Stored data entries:

☆ ☆ ☆

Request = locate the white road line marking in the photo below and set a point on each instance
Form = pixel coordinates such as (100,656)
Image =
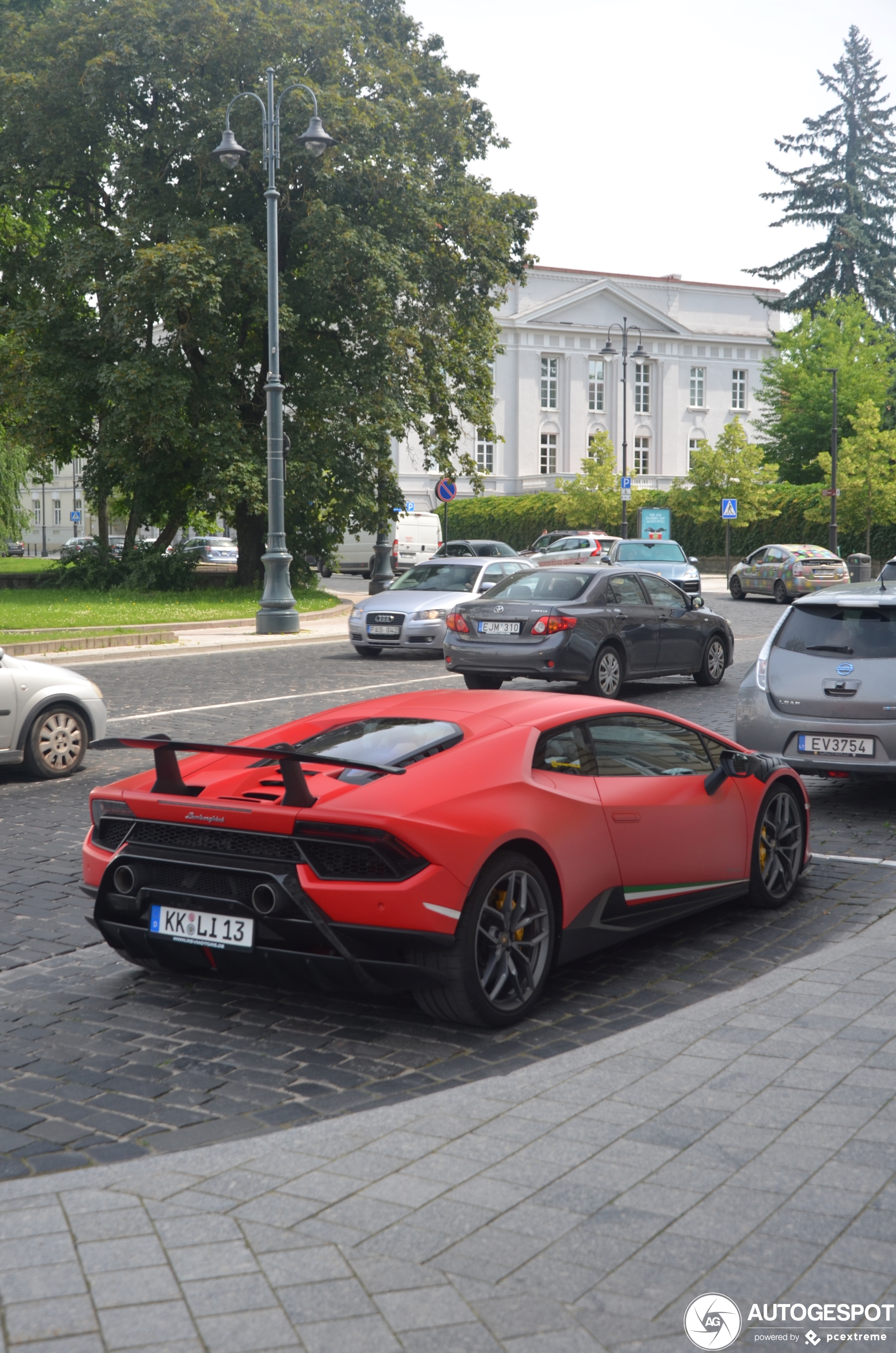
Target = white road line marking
(271,700)
(857,860)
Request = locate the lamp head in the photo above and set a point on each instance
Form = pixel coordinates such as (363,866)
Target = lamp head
(315,139)
(229,152)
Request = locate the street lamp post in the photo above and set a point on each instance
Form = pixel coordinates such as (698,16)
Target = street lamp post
(608,351)
(277,614)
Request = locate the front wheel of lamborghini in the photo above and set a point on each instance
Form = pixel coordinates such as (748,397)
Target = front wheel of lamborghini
(504,943)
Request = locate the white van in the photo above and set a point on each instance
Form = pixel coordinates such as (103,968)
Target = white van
(417,536)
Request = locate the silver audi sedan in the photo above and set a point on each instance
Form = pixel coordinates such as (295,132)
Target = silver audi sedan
(412,612)
(822,692)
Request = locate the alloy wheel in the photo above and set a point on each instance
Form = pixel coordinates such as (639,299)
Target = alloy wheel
(60,742)
(780,845)
(512,941)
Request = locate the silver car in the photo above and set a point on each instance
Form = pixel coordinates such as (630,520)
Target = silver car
(412,612)
(822,692)
(48,718)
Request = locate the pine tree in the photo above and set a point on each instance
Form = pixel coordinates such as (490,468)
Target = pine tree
(849,190)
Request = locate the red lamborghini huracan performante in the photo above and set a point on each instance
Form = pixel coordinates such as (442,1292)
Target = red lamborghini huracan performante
(456,845)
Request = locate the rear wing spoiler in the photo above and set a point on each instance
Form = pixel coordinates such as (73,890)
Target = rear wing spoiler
(170,781)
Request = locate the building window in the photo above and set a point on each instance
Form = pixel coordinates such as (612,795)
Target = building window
(642,387)
(549,382)
(596,386)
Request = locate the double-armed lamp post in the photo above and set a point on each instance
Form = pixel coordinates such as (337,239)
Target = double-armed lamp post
(608,351)
(277,614)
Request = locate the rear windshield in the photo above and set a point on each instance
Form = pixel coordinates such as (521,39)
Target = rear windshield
(382,742)
(545,585)
(840,632)
(660,551)
(438,578)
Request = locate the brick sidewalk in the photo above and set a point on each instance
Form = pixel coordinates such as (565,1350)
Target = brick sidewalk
(744,1145)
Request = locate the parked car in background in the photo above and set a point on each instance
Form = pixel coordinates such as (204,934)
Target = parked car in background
(412,612)
(476,549)
(821,693)
(574,549)
(416,536)
(593,626)
(48,716)
(784,572)
(662,557)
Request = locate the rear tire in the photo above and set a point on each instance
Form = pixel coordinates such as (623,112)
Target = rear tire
(56,743)
(608,677)
(713,668)
(497,968)
(777,849)
(477,681)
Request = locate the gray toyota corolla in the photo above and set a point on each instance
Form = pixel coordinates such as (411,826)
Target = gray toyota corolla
(823,692)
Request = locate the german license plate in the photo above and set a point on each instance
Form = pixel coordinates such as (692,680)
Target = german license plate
(191,927)
(823,745)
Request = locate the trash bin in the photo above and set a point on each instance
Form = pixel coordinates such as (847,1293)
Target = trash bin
(860,567)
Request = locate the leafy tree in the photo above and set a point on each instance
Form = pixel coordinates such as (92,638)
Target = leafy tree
(140,316)
(734,469)
(849,191)
(593,496)
(795,395)
(865,477)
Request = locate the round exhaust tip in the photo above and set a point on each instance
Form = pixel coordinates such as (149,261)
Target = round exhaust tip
(265,899)
(124,880)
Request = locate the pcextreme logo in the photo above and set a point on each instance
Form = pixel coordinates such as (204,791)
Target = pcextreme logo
(713,1321)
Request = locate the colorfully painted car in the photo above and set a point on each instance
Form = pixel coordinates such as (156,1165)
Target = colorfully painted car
(662,557)
(411,614)
(822,690)
(597,627)
(458,845)
(48,718)
(784,572)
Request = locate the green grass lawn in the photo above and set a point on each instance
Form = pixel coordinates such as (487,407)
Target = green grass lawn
(25,566)
(30,609)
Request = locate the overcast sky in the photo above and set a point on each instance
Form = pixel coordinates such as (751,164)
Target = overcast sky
(643,128)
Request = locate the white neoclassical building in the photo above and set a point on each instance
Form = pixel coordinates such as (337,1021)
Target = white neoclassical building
(703,344)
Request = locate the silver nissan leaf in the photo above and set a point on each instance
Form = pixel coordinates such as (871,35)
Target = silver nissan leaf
(823,690)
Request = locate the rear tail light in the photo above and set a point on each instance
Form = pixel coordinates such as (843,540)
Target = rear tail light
(553,624)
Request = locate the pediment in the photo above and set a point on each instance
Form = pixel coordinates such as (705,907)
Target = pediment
(596,306)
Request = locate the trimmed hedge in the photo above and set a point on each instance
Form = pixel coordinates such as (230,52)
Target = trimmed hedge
(520,520)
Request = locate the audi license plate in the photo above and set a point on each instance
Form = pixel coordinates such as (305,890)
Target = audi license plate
(822,745)
(498,627)
(191,927)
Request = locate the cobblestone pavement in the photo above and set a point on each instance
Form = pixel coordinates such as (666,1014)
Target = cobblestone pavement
(744,1145)
(99,1060)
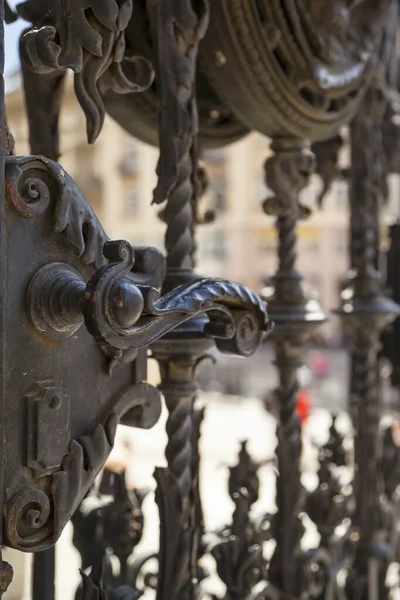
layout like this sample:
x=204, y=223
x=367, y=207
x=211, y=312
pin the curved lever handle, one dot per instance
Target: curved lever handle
x=124, y=315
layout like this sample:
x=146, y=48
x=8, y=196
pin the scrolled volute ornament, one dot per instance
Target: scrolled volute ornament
x=88, y=37
x=36, y=514
x=122, y=316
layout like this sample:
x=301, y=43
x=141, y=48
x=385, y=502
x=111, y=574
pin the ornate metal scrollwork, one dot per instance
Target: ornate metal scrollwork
x=89, y=38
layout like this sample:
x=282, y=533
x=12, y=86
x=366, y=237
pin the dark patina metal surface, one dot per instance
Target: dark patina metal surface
x=184, y=74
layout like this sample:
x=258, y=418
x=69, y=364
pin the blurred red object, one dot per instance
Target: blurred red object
x=303, y=407
x=319, y=364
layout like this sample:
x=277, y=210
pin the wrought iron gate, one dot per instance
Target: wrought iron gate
x=80, y=313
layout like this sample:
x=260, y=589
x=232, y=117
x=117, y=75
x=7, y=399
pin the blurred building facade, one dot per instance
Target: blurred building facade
x=117, y=175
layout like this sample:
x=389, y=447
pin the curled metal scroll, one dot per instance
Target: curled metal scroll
x=88, y=37
x=236, y=314
x=37, y=513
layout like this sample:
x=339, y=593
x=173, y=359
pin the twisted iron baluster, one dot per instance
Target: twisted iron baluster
x=6, y=571
x=287, y=173
x=177, y=28
x=366, y=313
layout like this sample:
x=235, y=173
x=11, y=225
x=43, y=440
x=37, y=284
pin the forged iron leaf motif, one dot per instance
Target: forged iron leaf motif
x=37, y=513
x=88, y=36
x=34, y=183
x=238, y=317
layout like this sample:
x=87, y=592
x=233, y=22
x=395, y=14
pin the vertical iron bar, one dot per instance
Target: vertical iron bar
x=295, y=316
x=365, y=313
x=6, y=572
x=43, y=577
x=177, y=28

☆ ☆ ☆

In the records above, locate the line that contains "x=235, y=173". Repeat it and every line after it, exactly, and nothing else.

Solution to the problem:
x=235, y=173
x=11, y=225
x=43, y=440
x=37, y=284
pin the forged iron leaf motif, one dot per instance
Target: forged iron leaf motif
x=37, y=513
x=88, y=36
x=34, y=183
x=238, y=317
layout like this sample:
x=87, y=592
x=233, y=22
x=395, y=14
pin the vertical iron bar, one dot per instance
Target: vertical iron bar
x=295, y=316
x=365, y=313
x=6, y=572
x=43, y=577
x=177, y=28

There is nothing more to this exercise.